En outre, Younous Omarjee, député de la France Insoumise, réclame que le Parlement européen reconnaisse l’esclavage et la traite d’êtres humains comme crime contre l’humanité. Cette demande s’inscrit inéluctablement dans la veine des revendications contre un pêché originel, propre à la couleur de peau; celui de la colonisation et des violences qu’elle a engendré.
Source : la1er.francetvinfo.fr
Une question historique
Que ce soit Léopold II en Belgique, Churchill au Royaume-Unis ou Colbert en France, les statues à leurs effigies sont prises d’assaut, vandalisées et déboulonnées. Ces actes ont contraint les autorités à les déplacer ou du moins les protéger contre une quelconque dégradation, estimant que ces statues appartiennent au patrimoine artistique des villes. Toutefois, ces personnages historiques, érigés comme des héros, sont, pour la communauté noire, le symbole d’ignominies perpétrées contre leurs ancêtres. Ainsi, il convient de s’interroger; quel choix opérer ? Une démocratie se lève-t-elle contre ce qui offense une minorité ou s’attache-t-elle à la majorité ?
Néanmoins, le déboulonnage et le vandalisme ne sont pas des pratiques nouvelles. Loris Chavanette, historien, évoque la Révolution française en parallèle aux évènements
d’aujourd’hui. A cet égard, il rappelle la destruction de la commune de Paris ou de la colonne Vendôme, la profanation des tombes de la nécropole royale de la basilique Saint-Denis ou encore le saccage de la cathédrale Notre-Dame de Paris. Voltaire et l’abbé Grégoire se révoltaient déjà contre le vandalisme et le comparaient à un crime politique. Les monuments historiques appartenant à la communauté nationale, des sanctions peuvent être prises contre les vandales.

● Tâche à réaliser
Reprenez, dans l'extrait sur le déboulonnage des statues, le passage allant de « Néanmoins, le déboulonnage » jusqu'à « contre les vandales. », en substituant « Cependant » à « Néanmoins ». Les items proviennent d'une source distincte de cet extrait.

Données d'ancrage de phrases
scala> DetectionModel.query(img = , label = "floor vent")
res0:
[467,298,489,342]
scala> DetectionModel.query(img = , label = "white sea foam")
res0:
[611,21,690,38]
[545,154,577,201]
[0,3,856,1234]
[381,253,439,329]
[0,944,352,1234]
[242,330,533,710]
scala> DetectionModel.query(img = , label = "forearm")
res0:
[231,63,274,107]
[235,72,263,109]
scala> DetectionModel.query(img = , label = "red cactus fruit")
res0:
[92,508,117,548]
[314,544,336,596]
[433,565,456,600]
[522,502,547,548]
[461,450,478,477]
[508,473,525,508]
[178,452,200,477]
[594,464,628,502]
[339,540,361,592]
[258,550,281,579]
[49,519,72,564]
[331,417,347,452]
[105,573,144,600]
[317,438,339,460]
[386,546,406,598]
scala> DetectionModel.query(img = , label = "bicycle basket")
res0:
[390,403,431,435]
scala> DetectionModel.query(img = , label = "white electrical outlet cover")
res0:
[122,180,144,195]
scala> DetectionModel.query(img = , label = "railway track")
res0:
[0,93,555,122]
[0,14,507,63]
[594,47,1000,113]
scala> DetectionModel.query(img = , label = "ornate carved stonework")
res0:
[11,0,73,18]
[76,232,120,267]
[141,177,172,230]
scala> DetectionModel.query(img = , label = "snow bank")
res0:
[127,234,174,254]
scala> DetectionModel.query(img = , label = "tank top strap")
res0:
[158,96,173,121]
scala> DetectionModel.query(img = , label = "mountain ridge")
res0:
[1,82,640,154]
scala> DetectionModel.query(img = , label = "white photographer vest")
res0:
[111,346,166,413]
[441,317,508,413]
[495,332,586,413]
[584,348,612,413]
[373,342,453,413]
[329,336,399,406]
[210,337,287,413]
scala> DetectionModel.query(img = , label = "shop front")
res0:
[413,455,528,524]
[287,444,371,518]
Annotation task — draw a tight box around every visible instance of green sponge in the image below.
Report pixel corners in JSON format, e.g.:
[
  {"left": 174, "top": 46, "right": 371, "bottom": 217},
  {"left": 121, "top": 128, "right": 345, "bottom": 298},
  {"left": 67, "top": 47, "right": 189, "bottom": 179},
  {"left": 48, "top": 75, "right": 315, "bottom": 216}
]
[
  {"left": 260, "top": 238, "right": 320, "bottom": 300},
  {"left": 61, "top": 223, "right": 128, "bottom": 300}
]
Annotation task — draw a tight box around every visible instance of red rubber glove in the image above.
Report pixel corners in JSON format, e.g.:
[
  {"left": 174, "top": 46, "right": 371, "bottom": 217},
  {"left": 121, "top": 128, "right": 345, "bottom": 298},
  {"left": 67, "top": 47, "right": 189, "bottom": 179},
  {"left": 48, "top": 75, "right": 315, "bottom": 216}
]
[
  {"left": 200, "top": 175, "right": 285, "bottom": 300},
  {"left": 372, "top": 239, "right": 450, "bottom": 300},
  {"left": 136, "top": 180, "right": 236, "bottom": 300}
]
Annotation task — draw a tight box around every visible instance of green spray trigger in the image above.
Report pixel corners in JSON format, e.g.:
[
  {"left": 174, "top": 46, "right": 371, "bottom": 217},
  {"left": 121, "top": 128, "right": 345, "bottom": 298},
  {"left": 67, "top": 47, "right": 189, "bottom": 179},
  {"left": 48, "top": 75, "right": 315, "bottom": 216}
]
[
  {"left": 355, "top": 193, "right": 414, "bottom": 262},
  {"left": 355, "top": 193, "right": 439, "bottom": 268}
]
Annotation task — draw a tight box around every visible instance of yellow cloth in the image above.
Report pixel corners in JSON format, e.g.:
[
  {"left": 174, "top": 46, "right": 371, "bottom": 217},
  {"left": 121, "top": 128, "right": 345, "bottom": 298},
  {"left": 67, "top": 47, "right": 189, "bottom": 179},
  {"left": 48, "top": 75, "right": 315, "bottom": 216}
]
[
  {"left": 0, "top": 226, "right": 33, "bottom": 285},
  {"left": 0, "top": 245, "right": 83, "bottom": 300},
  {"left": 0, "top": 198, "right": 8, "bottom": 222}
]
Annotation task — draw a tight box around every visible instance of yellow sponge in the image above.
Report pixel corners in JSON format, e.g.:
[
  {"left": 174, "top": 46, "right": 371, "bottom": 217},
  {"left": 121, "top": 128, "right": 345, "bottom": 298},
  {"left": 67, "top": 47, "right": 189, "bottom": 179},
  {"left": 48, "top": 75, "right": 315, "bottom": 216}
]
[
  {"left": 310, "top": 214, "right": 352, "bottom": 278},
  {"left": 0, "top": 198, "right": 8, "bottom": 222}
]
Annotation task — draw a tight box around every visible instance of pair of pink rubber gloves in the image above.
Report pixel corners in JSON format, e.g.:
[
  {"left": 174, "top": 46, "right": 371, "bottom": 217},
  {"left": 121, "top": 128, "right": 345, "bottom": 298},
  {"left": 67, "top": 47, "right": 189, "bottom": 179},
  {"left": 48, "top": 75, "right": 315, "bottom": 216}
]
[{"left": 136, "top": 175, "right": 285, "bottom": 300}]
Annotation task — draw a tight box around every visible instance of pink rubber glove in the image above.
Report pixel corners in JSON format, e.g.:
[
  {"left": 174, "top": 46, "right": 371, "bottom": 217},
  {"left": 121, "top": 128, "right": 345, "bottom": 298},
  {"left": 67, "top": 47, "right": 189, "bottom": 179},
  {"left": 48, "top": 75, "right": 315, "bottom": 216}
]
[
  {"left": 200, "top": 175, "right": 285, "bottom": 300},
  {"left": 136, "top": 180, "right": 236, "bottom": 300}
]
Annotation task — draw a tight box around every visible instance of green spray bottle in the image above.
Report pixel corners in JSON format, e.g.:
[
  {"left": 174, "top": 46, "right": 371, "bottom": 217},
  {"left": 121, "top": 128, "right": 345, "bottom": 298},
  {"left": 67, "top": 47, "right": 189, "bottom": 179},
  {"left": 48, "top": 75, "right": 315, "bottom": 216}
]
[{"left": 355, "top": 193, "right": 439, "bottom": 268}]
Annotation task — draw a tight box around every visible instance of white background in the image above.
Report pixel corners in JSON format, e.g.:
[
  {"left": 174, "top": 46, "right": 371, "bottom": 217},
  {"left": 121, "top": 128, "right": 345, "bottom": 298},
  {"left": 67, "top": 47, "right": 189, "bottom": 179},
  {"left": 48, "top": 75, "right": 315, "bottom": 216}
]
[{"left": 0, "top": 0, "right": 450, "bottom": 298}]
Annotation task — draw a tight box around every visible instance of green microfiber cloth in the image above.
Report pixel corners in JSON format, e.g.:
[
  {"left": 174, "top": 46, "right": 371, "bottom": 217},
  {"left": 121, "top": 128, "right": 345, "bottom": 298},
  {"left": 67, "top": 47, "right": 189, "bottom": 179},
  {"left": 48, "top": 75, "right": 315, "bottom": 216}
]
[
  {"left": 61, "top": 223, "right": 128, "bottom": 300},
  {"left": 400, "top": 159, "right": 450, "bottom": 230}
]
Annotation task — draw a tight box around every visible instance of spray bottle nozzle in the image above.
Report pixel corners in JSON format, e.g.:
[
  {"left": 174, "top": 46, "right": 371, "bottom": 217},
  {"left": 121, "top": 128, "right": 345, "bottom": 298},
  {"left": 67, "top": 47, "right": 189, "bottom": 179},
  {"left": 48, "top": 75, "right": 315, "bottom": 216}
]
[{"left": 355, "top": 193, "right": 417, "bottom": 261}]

● Solution de la tâche
Cependant, le déboulonnage et le vandalisme ne sont pas des pratiques nouvelles. Loris Chavanette, historien, évoque la Révolution française en parallèle aux évènements
d’aujourd’hui. A cet égard, il rappelle la destruction de la commune de Paris ou de la colonne Vendôme, la profanation des tombes de la nécropole royale de la basilique Saint-Denis ou encore le saccage de la cathédrale Notre-Dame de Paris. Voltaire et l’abbé Grégoire se révoltaient déjà contre le vandalisme et le comparaient à un crime politique. Les monuments historiques appartenant à la communauté nationale, des sanctions peuvent être prises contre les vandales.